Text section →
--------
Everyone asks me what kind of dog I have at home. They love dogs here and cats. A member last night pulled out a dog book so I could point out a picture of Darcy (he's a German Short-Haired Pointer).
   Have a great day! LOVE YOU ALL!
-Ariel Nell

Friday, February 24, 2012

Excerpt from a letter to Bryan!

On my first day in Halberstadt, we got home at 8:30 in the evening, and we ran into one of our neighbors inside. He grabbed one of my bags and carried it up the three flights of stairs for us. We talked to him for a little bit, and he told us that he works at the Halberstadt opera; he is a bass. I asked him what they were performing or rehearsing. They are performing La Traviata,I think, this coming week and then Wagner's Loengrin at the end of the month. Cool huh? I told him all about you :)
In East Germany its full of these hoch häusers, really huge apartment buildings. I did my first one, over 120 doors in one hour. It's impressive how many people live in one building! Sadly no appointments were made.

Tuesday, February 21, 2012

Excerpt from Ariel's email to Andre

Transfers actually did happen two weeks ago but President called me this week and transferred me to Halberstadt so I could be the designated driver. Now I have a step-mom, Sister Openshaw. I was really sad to leave Celle and the amazing people there but I know I'm needed here. My first appointment with an investigator in Halberstadt the investigator said he wanted to tell Sister Openshaw after their last lesson to not come back with the other sister because she scared him and then the next lesson they had I was there. Weird how things work out huh?

Monday, February 20, 2012

Pictures from Halberstadt


Me - sad and packing to leave Celle

Sister Openshaw and I in our red mushroom costumes

Sister Openshaw and I as red mushrooms for our Fasching activity

Baby it's cold outside!
--------
Collected material →
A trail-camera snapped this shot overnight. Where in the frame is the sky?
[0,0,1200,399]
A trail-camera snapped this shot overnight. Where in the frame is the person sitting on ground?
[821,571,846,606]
--------
Problems to work on →
a – Answer these questions from the blog excerpt:
(i) What breed of dog is Darcy?
(ii) What part does the neighbor sing at the Halberstadt opera?
(iii) Who does the writer call a new "step-mom"?
b – According to the blog excerpt, why was the writer moved to Halberstadt after transfers had already happened?
The data comes from a source separate from the text.

Solutions to the tasks →
a –
(i) A German Short-Haired Pointer.
(ii) Bass.
(iii) Sister Openshaw.

b – The President called and transferred the writer to Halberstadt so the writer could be the designated driver.